■ INSTRUCTION ■
Repeat the lines below word for word, omitting the picture.

(Lines from a dataset)
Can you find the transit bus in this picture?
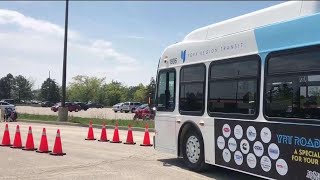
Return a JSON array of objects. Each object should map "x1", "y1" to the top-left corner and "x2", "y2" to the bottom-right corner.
[{"x1": 154, "y1": 1, "x2": 320, "y2": 180}]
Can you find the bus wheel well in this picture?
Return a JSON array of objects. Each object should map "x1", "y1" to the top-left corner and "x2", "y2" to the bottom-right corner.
[{"x1": 177, "y1": 122, "x2": 201, "y2": 157}]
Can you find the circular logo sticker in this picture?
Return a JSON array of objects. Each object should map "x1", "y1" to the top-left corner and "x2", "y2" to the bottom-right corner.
[
  {"x1": 222, "y1": 124, "x2": 231, "y2": 138},
  {"x1": 253, "y1": 141, "x2": 264, "y2": 157},
  {"x1": 233, "y1": 125, "x2": 243, "y2": 139},
  {"x1": 240, "y1": 139, "x2": 250, "y2": 154},
  {"x1": 247, "y1": 153, "x2": 257, "y2": 168},
  {"x1": 260, "y1": 127, "x2": 271, "y2": 143},
  {"x1": 268, "y1": 143, "x2": 280, "y2": 159},
  {"x1": 276, "y1": 159, "x2": 288, "y2": 176},
  {"x1": 222, "y1": 149, "x2": 231, "y2": 162},
  {"x1": 228, "y1": 138, "x2": 237, "y2": 152},
  {"x1": 260, "y1": 156, "x2": 271, "y2": 172},
  {"x1": 247, "y1": 126, "x2": 257, "y2": 141},
  {"x1": 234, "y1": 151, "x2": 243, "y2": 165},
  {"x1": 217, "y1": 136, "x2": 225, "y2": 150}
]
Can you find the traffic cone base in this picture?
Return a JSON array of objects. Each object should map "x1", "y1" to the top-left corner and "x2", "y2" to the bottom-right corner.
[
  {"x1": 22, "y1": 126, "x2": 37, "y2": 151},
  {"x1": 85, "y1": 121, "x2": 96, "y2": 141},
  {"x1": 36, "y1": 150, "x2": 52, "y2": 153},
  {"x1": 98, "y1": 139, "x2": 109, "y2": 142},
  {"x1": 49, "y1": 152, "x2": 66, "y2": 156},
  {"x1": 84, "y1": 138, "x2": 97, "y2": 141},
  {"x1": 0, "y1": 124, "x2": 12, "y2": 146},
  {"x1": 123, "y1": 142, "x2": 137, "y2": 145},
  {"x1": 22, "y1": 148, "x2": 37, "y2": 151},
  {"x1": 10, "y1": 125, "x2": 24, "y2": 149},
  {"x1": 110, "y1": 123, "x2": 122, "y2": 143},
  {"x1": 140, "y1": 124, "x2": 153, "y2": 146},
  {"x1": 36, "y1": 128, "x2": 51, "y2": 153},
  {"x1": 98, "y1": 123, "x2": 109, "y2": 142},
  {"x1": 0, "y1": 144, "x2": 12, "y2": 147},
  {"x1": 49, "y1": 129, "x2": 66, "y2": 156},
  {"x1": 123, "y1": 125, "x2": 136, "y2": 145},
  {"x1": 140, "y1": 144, "x2": 153, "y2": 146}
]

■ RESPONSE TO THIS EXERCISE ■
Can you find the transit bus in this picture?
Return a JSON array of objects. Each object should map "x1", "y1" to the top-left corner and "x2", "y2" to the bottom-right corner.
[{"x1": 154, "y1": 1, "x2": 320, "y2": 180}]
Can you find the bus wheel well in this picture?
Return a JSON array of objects. Each object should map "x1", "y1" to the top-left corner and "x2", "y2" to the bottom-right corner.
[{"x1": 177, "y1": 122, "x2": 201, "y2": 157}]
Can you find the circular logo sticker in this picture?
Return a JSON array of objects. Each object should map "x1", "y1" to the top-left corner and "x2", "y2" to the bottom-right corner.
[
  {"x1": 222, "y1": 124, "x2": 231, "y2": 138},
  {"x1": 253, "y1": 141, "x2": 264, "y2": 157},
  {"x1": 233, "y1": 125, "x2": 243, "y2": 139},
  {"x1": 240, "y1": 139, "x2": 250, "y2": 154},
  {"x1": 247, "y1": 153, "x2": 257, "y2": 168},
  {"x1": 260, "y1": 127, "x2": 271, "y2": 143},
  {"x1": 268, "y1": 143, "x2": 280, "y2": 159},
  {"x1": 276, "y1": 159, "x2": 288, "y2": 176},
  {"x1": 222, "y1": 149, "x2": 231, "y2": 162},
  {"x1": 228, "y1": 138, "x2": 237, "y2": 152},
  {"x1": 260, "y1": 156, "x2": 271, "y2": 172},
  {"x1": 247, "y1": 126, "x2": 257, "y2": 141},
  {"x1": 234, "y1": 151, "x2": 243, "y2": 165},
  {"x1": 217, "y1": 136, "x2": 225, "y2": 150}
]
Can you find the traffic cone base in this picture?
Return a JSON array of objects. Each object should map "x1", "y1" to the top-left corner and "x2", "y2" to the bottom-right corner.
[
  {"x1": 22, "y1": 126, "x2": 37, "y2": 151},
  {"x1": 85, "y1": 121, "x2": 96, "y2": 141},
  {"x1": 36, "y1": 150, "x2": 52, "y2": 153},
  {"x1": 98, "y1": 139, "x2": 109, "y2": 142},
  {"x1": 49, "y1": 152, "x2": 66, "y2": 156},
  {"x1": 84, "y1": 138, "x2": 97, "y2": 141},
  {"x1": 0, "y1": 124, "x2": 12, "y2": 146},
  {"x1": 123, "y1": 142, "x2": 137, "y2": 145},
  {"x1": 22, "y1": 148, "x2": 37, "y2": 151},
  {"x1": 10, "y1": 125, "x2": 24, "y2": 149},
  {"x1": 110, "y1": 123, "x2": 122, "y2": 143},
  {"x1": 140, "y1": 124, "x2": 153, "y2": 146},
  {"x1": 36, "y1": 128, "x2": 51, "y2": 153},
  {"x1": 98, "y1": 123, "x2": 109, "y2": 142},
  {"x1": 0, "y1": 144, "x2": 12, "y2": 147},
  {"x1": 49, "y1": 129, "x2": 66, "y2": 156},
  {"x1": 123, "y1": 125, "x2": 136, "y2": 145},
  {"x1": 140, "y1": 144, "x2": 153, "y2": 146}
]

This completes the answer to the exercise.